Fue especialmente impactante la película Spotlight. Tras verla me decidí a escribir por primera vez sobre ese pasaje que no ha condicionado mi vida pero que seguía estando ahí cuando en verano visité esa iglesia con convento anexo de la que era vecino, en la que me bautizaron y comulgué, a cuya escuela asistí dos años, en cuyo cine descubrí a Carmen Sevilla, Gary Cooper y Currito de la Cruz. Siempre en General, nunca en Butaca de Patio. Reconocí muchos escenarios de mi infancia. También la celda (les llamaban celdas, como en las prisiones) donde ocurrió.

 Conté que fui un niño manoseado. Una película me quitó el sueño, una sesión de cine nocturno se convirtió en billete -de polizón - para un viaje de varias décadas en el tiempo hasta aquel Teruel donde me tocó la polla un padre franciscano después de explicarme, a su manera, los misterios de la vida. En un tiempo oscuro esas experiencias tenían algo de generacional. Muchos éramos los llamados y bastantes los elegidos.

A menudo he pensado que tuve suerte porque no me violó ni me forzó a hacerle una mamada, como les ocurrió a algunos de los niños de los que abusaron los sacerdotes de la diócesis de Boston, ¡más de 240 religiosos!, cuyas fechorías e impunidad sacaron a luz los periodistas del Boston Globe y contó una película que eludía lo explícito para centrarse en lo sistémico. Como la corrupción política, para nada eran casos aislados.

#### INSTRUCCIONES
a. Según el texto sobre Spotlight, ¿de qué periódico eran los periodistas que sacaron a la luz los abusos en la diócesis de Boston?
b. Sigue el texto sobre Spotlight a partir de su última oración.

#### DATOS PARA ANALIZAR
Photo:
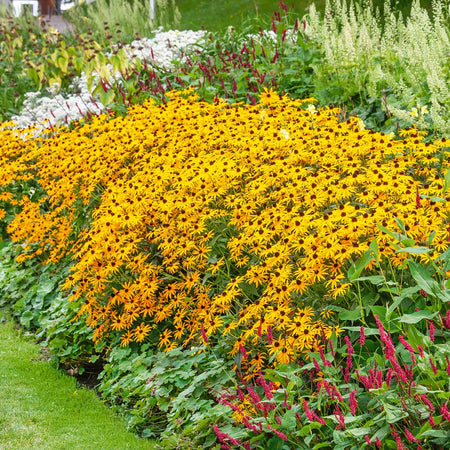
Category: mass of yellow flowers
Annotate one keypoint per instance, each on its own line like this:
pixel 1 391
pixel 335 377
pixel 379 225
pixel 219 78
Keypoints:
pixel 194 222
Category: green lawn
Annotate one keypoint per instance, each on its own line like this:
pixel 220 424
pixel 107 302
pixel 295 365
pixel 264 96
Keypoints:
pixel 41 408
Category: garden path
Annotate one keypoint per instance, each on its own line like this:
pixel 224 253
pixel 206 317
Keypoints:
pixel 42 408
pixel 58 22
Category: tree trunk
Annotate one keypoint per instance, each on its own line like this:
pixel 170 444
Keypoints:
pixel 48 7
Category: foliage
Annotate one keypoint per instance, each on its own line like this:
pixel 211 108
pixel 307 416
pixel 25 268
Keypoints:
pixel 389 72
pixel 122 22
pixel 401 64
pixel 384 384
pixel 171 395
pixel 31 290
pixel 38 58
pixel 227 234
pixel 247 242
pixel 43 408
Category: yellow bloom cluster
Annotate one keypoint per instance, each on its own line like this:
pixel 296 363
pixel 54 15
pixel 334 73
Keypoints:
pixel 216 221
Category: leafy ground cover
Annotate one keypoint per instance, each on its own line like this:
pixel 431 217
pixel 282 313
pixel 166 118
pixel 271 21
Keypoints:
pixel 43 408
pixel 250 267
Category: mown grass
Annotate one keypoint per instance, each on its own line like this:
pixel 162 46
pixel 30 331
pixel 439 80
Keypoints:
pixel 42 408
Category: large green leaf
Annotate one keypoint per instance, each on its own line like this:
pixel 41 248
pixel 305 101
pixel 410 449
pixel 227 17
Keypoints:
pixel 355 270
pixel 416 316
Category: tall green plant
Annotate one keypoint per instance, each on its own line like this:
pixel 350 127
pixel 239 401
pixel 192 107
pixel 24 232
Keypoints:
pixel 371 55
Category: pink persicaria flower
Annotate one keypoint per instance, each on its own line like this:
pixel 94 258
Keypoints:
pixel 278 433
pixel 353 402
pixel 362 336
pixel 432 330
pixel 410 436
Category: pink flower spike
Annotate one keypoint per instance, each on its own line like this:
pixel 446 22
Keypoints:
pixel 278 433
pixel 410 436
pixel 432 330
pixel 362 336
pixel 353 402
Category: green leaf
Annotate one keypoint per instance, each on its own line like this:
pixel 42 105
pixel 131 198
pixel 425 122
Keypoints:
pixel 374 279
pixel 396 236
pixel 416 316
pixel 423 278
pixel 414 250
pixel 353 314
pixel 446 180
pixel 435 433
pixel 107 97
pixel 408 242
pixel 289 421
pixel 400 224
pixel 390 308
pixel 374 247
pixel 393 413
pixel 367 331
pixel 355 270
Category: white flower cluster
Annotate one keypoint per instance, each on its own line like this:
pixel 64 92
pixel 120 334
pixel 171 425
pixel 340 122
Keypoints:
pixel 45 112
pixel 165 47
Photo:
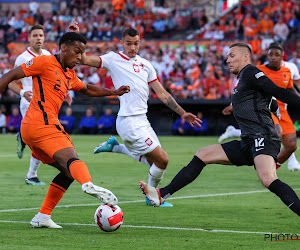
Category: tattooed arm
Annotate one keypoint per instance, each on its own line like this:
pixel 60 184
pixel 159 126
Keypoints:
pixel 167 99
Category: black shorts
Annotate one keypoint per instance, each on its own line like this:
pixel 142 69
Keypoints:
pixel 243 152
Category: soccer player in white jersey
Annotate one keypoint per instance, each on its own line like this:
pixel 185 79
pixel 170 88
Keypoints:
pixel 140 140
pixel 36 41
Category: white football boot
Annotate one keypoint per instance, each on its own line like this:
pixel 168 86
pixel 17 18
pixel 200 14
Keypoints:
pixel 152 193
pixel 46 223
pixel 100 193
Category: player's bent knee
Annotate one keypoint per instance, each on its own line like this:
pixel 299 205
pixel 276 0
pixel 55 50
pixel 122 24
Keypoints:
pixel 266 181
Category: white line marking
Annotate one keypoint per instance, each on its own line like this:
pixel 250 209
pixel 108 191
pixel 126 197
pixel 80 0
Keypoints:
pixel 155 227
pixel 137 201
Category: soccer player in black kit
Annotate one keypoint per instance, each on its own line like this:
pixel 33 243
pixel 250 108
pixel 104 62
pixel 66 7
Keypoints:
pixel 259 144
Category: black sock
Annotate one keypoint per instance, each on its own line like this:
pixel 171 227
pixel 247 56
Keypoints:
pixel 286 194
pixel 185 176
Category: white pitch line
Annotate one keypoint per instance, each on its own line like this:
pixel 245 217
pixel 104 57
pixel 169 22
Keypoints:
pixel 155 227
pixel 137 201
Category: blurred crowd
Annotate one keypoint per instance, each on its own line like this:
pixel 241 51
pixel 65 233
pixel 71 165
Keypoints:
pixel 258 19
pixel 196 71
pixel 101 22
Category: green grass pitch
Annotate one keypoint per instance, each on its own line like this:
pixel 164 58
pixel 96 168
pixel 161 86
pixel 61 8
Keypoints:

#### RESPUESTAS POR TAREA
a. Del Boston Globe.

b.
 Ni me he suicidado como algunos de esos niños ni me jodieron vida. Tampoco lo he olvidado, porque una experiencia así deja huella, se arrincona en la memoria y nunca se borra del todo. Lo he sobrellevado y relativizado como un capítulo cutre y vergonzoso de la infancia que produce una rabia esporádica y cada vez más lejana; que evoca un   tiempo de silencio de cordero en el que ni siquiera me planteé contárselo a mis padres. Que no lo contara a nadie fue precisamente lo que me pidió el franciscano mientras me regalaba el primer mechero en la vida de un crío que aún tardaría tres o cuatro año en fumarse su primer pitillo.

Alguna vez fantaseé con buscarlo para partirle la cara y decirle que era un mal nacido y un hijo de la gran puta, pero no lo hice. Seguramente ya esté criando malvas mientras yo sigo aquí para reencontrarme con esa vivencia, revisitarla sin angustia, saber que pasó, que no fue un mal sueño, y   darle vueltas, con distanciamiento, a las circunstancias personales y medioambientales, tan provincianas, que hicieron que aquel clérigo pervertido me eligiese, ¿por empanado?, para manosearme mientras simulaba expresarme su afecto y ponerme al tanto de los misterios de la naturaleza y el enigma de la vida. Le deseo un largo y penoso infierno.

Me pregunto, sin complejos, cuáles eran mis tristezas, mi vulnerabilidad, mis flancos débiles, mis carencias afectivas, y sigo sin tener claro   que haya acabado de encontrar las respuestas. Aplaudo a quienes, desde el dolor y la rabia, denuncian y luchan para derribar muros de silencio tan entreverados de metal como el Telón de Acero, para desenmascarar la omertá clerical y social y la complicidad de pensamiento, palabra, obra u omisión de una sociedad tan nominalmente católica como dispuesta a tapar esos delitos.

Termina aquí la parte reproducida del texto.